Your instructions: All lines from the one with "Target — rear tire" to the end need to be copied exactly, with nothing before them.

#### Rows ####

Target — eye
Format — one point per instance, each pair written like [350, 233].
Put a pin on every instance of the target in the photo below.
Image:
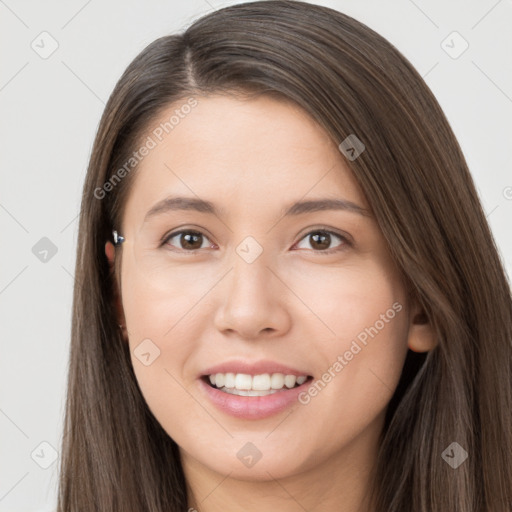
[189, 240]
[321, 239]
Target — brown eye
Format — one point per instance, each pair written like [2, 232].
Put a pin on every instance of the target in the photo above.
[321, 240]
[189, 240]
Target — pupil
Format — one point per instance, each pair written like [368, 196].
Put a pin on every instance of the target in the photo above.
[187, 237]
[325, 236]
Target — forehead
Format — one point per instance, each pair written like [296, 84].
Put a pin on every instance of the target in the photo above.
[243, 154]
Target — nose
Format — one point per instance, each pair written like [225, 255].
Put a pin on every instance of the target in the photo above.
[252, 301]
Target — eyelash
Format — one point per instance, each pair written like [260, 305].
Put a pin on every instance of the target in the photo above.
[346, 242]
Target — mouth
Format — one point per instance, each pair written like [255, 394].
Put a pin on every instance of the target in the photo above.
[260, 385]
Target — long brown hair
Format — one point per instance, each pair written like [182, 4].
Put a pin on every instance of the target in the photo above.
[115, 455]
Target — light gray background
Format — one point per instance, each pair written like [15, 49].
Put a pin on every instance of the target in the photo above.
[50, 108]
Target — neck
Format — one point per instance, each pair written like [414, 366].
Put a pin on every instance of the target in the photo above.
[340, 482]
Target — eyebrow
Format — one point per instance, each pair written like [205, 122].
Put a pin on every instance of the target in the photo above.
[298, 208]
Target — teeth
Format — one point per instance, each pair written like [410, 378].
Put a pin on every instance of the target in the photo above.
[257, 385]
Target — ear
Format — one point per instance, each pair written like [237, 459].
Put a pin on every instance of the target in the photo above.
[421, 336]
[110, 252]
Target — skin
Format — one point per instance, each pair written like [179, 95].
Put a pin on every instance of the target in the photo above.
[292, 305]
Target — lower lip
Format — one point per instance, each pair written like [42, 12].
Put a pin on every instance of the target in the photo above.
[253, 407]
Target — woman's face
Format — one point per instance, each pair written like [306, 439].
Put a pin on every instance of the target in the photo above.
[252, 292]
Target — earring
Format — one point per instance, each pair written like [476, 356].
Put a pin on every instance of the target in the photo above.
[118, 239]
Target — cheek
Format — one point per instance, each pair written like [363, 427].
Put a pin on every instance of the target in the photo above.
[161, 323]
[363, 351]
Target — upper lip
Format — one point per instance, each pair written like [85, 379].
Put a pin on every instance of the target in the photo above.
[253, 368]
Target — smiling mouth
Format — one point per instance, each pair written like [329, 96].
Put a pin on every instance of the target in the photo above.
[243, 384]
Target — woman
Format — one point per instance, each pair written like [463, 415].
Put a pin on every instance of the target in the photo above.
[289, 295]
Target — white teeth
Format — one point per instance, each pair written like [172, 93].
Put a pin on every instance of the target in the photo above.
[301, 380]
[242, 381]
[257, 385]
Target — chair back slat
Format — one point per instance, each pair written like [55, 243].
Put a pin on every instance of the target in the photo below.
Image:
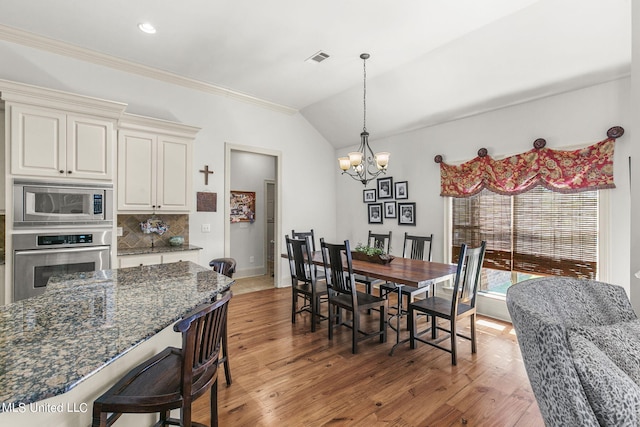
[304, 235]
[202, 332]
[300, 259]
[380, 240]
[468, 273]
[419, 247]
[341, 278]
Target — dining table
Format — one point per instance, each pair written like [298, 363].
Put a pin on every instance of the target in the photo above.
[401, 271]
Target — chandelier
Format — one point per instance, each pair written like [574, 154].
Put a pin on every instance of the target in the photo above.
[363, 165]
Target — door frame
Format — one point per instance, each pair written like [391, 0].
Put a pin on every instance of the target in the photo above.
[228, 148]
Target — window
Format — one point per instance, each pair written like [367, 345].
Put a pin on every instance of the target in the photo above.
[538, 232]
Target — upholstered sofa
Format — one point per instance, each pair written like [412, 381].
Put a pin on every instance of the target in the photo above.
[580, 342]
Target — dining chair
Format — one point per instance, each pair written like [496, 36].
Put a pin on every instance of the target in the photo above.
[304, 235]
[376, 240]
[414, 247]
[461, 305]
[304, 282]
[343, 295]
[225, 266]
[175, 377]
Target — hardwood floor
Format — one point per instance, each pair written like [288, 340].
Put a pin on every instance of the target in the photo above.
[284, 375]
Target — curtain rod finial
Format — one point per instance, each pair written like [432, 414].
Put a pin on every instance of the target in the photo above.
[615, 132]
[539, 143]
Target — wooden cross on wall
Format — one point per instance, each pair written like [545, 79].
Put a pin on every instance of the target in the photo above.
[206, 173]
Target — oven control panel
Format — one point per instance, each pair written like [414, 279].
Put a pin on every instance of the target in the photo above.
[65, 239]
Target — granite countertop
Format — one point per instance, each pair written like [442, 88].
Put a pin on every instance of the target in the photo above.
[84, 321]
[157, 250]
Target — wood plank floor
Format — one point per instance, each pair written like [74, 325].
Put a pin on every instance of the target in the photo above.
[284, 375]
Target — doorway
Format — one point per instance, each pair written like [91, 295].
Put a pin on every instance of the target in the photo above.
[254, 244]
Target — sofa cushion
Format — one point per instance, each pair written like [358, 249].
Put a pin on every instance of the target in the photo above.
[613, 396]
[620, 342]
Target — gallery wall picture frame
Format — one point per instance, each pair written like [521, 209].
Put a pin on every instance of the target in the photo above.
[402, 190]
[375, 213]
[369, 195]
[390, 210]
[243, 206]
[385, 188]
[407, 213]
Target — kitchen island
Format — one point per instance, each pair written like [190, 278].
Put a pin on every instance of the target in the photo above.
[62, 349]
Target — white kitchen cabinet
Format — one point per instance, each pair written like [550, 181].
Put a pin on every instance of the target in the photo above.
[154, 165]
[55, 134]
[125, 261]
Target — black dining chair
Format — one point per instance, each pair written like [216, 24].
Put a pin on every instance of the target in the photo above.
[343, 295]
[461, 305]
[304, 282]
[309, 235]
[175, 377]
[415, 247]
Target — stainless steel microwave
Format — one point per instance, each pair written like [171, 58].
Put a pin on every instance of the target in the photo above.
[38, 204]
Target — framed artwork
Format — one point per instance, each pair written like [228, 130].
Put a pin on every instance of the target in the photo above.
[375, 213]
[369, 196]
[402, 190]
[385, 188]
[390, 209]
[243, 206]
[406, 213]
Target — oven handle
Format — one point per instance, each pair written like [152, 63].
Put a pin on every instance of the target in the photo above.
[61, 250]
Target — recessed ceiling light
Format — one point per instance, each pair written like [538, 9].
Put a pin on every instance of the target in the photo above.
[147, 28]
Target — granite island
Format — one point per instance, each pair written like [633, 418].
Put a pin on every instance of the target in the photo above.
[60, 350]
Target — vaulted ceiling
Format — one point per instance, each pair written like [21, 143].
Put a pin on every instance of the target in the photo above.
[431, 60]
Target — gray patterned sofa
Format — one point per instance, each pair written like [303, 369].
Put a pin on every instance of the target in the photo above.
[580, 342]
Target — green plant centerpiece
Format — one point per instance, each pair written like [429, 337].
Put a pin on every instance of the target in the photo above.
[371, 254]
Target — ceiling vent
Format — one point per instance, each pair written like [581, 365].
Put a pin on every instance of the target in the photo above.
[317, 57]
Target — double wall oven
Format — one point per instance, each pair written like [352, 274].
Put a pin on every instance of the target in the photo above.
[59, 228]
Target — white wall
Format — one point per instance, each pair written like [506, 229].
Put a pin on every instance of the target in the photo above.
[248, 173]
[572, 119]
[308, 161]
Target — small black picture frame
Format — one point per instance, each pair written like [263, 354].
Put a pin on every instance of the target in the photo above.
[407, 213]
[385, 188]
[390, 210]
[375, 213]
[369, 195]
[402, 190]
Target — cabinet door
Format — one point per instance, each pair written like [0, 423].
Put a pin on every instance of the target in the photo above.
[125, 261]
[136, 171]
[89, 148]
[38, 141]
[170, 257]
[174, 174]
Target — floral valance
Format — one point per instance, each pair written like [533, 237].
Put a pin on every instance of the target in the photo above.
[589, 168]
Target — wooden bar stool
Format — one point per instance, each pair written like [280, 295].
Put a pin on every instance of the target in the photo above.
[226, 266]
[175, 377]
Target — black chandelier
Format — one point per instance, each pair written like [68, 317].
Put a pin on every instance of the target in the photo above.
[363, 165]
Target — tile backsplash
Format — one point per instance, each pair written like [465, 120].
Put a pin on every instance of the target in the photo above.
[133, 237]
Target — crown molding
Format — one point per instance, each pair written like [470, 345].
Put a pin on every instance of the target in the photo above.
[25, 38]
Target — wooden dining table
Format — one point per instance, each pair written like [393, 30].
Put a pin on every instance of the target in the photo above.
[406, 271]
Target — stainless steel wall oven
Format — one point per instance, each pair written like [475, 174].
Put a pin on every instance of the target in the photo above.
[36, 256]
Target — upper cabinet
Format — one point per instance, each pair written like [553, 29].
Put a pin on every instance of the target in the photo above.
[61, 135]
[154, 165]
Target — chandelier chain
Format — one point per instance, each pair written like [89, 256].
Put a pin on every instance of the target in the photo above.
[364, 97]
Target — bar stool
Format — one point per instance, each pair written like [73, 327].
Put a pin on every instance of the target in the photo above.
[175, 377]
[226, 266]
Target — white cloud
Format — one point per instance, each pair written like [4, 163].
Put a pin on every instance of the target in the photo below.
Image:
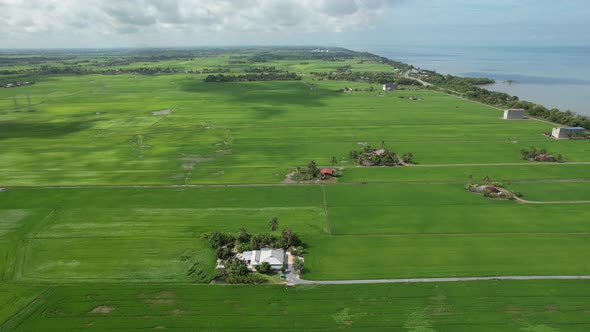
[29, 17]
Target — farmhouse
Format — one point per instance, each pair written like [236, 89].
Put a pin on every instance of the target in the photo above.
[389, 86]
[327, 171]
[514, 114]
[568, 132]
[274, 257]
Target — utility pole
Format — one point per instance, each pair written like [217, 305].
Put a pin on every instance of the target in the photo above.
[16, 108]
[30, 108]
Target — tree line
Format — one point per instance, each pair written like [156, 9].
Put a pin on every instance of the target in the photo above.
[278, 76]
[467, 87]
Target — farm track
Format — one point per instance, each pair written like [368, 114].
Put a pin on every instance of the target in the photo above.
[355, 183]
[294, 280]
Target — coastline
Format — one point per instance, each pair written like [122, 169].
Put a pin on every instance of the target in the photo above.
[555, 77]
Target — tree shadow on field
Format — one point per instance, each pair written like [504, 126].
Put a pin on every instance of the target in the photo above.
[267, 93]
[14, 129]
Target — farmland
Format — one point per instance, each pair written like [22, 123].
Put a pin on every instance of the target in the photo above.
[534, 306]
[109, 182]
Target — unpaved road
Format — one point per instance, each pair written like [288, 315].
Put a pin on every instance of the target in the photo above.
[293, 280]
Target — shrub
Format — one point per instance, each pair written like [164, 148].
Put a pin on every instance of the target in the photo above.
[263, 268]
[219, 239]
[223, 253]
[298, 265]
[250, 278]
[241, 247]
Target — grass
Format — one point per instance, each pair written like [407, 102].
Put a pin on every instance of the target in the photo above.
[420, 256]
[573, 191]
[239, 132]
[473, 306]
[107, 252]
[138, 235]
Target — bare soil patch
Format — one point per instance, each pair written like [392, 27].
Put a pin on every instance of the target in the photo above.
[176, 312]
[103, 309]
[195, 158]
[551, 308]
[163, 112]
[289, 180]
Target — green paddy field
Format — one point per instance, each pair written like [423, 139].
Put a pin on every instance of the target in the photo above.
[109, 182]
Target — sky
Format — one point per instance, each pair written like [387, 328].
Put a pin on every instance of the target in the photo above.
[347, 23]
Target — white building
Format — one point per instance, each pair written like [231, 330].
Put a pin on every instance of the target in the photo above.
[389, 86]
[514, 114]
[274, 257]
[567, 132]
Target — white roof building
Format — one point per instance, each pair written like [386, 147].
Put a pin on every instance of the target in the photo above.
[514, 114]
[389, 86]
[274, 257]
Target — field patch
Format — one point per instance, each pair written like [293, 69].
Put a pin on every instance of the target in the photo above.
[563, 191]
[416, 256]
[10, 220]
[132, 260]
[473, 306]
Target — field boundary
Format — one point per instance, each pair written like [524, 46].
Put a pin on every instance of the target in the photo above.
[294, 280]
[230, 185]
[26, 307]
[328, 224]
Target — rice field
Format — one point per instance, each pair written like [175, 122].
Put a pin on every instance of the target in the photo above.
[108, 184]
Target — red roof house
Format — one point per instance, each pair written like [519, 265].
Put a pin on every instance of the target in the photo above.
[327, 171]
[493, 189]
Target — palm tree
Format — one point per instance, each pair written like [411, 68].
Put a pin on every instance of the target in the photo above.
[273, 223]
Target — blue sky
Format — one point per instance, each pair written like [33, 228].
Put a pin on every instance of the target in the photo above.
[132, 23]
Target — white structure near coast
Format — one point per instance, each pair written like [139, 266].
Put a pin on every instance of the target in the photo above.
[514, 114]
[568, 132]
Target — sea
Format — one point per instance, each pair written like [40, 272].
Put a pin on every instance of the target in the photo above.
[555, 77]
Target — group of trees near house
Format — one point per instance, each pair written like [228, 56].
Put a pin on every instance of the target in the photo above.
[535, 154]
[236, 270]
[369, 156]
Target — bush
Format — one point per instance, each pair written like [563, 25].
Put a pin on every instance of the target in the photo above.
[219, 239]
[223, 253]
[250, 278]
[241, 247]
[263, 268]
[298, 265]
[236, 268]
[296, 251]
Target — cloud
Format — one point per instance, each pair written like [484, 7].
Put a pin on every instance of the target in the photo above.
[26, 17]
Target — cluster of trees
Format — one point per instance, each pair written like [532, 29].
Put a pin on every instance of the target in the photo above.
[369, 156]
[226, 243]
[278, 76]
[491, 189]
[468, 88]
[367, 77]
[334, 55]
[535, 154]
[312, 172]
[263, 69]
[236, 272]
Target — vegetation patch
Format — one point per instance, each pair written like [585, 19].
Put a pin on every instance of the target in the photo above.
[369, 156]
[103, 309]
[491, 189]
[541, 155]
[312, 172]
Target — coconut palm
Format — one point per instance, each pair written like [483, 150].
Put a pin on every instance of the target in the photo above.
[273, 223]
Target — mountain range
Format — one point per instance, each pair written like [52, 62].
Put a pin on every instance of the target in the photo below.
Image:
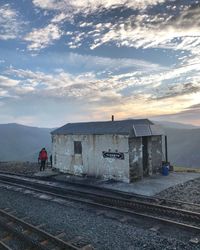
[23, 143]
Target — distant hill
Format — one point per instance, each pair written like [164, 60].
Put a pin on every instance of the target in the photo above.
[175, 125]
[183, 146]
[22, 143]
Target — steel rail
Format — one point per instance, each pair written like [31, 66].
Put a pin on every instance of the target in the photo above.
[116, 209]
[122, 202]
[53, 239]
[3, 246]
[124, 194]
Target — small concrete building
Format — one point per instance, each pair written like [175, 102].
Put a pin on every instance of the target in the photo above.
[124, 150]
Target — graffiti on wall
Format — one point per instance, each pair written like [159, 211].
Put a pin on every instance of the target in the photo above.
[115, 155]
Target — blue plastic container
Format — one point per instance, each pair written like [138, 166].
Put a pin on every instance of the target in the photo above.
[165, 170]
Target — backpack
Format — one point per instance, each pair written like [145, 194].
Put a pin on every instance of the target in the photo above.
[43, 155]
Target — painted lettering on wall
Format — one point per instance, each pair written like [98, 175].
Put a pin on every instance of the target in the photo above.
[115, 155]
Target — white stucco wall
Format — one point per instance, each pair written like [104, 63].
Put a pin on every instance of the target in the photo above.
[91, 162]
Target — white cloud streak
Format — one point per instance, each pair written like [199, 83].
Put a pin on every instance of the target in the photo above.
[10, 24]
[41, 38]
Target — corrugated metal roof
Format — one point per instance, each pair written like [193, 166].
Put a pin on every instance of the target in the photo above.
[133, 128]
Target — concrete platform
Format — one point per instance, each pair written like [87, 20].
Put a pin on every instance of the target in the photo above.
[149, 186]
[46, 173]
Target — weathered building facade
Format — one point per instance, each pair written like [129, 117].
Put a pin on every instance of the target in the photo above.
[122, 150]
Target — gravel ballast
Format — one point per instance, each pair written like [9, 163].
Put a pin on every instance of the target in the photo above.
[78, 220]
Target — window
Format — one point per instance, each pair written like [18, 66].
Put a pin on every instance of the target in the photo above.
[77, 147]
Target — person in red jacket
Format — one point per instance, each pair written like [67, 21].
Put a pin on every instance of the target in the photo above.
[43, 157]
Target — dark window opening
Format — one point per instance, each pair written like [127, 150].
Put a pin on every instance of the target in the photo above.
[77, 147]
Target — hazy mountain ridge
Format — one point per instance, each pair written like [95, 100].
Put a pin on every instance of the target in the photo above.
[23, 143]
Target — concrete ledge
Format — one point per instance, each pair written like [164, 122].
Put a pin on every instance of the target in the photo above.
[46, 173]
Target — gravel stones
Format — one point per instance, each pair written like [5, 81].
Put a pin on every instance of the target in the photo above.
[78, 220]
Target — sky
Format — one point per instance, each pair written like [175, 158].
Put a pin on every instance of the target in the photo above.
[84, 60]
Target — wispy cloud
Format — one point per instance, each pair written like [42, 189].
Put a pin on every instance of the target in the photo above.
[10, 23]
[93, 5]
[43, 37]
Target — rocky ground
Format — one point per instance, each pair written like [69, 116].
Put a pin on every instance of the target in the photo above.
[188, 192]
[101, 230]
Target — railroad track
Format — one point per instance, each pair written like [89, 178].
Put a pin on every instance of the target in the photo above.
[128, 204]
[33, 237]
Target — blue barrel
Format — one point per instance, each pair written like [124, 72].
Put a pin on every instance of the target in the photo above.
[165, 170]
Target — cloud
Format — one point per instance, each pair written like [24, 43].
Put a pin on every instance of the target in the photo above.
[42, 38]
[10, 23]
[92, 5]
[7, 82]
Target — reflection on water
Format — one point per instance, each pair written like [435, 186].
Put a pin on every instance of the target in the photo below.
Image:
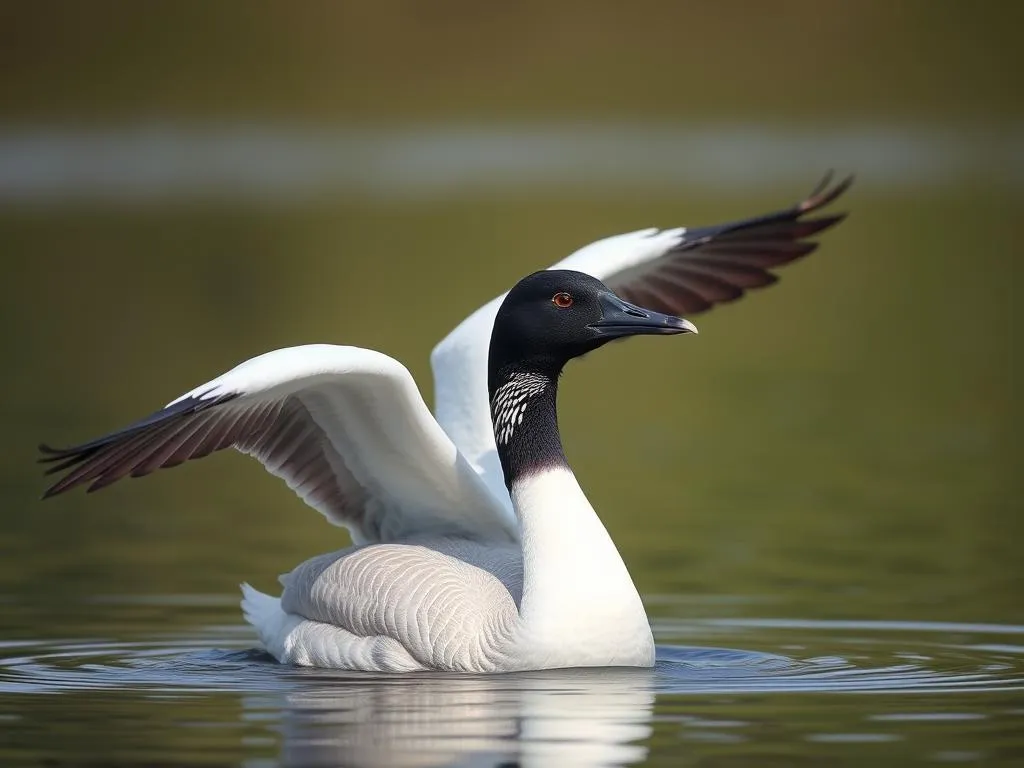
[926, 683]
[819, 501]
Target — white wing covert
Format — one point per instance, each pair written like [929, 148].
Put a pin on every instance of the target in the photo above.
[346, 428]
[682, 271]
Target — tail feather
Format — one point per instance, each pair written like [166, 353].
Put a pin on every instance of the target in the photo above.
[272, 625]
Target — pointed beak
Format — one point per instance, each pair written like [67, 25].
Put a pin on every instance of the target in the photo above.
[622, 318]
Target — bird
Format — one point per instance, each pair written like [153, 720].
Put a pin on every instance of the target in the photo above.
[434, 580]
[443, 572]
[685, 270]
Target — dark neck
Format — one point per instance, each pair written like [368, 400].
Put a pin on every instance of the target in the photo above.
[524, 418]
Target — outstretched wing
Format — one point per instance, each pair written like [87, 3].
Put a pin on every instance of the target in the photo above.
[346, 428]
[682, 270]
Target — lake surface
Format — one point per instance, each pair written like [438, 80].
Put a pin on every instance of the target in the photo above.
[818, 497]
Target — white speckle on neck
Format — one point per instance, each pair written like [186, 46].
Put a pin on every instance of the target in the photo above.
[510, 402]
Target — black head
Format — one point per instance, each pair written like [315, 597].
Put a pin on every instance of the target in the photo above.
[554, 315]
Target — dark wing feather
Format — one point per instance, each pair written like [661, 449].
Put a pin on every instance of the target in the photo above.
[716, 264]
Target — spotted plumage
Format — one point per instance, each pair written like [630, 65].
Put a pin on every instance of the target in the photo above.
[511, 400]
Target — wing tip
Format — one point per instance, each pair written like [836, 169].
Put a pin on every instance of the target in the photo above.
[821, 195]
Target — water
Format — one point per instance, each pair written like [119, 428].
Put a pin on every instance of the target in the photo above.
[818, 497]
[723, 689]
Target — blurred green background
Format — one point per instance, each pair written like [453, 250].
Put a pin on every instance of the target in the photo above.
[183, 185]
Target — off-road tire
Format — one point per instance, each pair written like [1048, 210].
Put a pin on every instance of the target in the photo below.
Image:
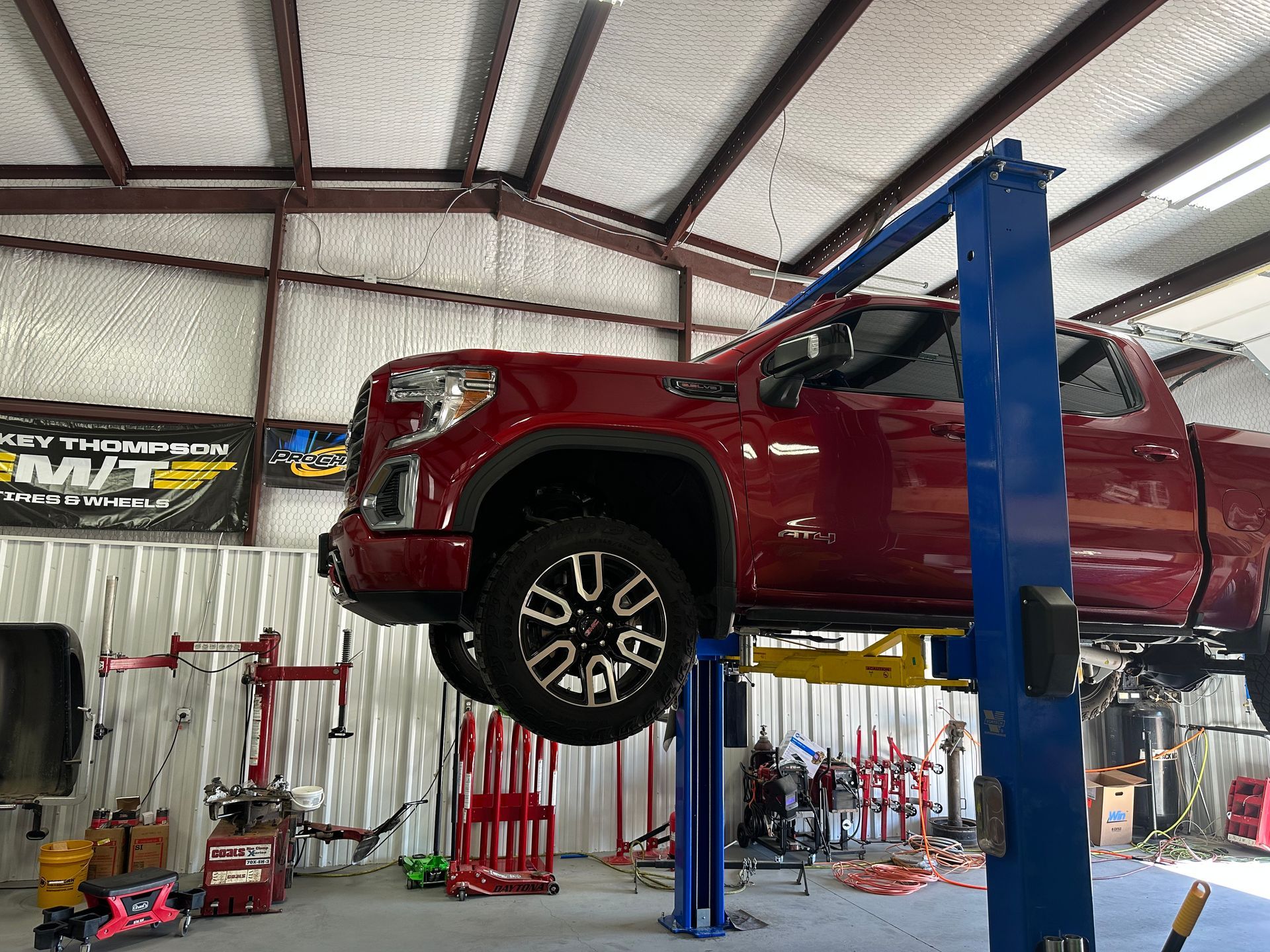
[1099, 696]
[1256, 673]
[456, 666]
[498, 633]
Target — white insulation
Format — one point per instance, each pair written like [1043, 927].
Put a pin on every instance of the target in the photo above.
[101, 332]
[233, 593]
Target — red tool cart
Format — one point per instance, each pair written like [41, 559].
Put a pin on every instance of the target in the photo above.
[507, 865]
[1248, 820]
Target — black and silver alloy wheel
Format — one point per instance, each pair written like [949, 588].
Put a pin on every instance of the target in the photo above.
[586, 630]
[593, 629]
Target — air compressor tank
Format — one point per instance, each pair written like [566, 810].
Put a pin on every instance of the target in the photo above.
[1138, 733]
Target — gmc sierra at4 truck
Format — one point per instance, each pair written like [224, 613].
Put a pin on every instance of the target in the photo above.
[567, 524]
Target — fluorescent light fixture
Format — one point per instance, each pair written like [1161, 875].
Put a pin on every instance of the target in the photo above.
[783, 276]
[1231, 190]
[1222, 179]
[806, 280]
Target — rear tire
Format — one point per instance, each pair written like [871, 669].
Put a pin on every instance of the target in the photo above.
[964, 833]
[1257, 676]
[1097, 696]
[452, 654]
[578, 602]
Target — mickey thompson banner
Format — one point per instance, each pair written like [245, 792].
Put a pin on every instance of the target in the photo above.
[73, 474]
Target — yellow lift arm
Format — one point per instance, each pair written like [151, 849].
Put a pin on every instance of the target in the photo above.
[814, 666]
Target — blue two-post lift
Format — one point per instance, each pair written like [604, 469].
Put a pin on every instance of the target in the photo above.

####

Solution:
Target — rear tire
Format — one point per instance, each pair written like [871, 669].
Put a pin on every instance of the target in the photo above.
[964, 833]
[1257, 676]
[1097, 696]
[452, 654]
[578, 602]
Target — mickey thompson banner
Format — one point per instance, each pair written like [245, 792].
Put a pin on every instance of the target in the photo above.
[73, 474]
Target — yellow lift arm
Format — one point per instance, each pair written like [151, 849].
Put a pin on every instance of the target in the photo above.
[814, 666]
Target — blue two-post lift
Format — one point per instance, each pair written like [604, 469].
Put a pin on every instance of the target in the photo above.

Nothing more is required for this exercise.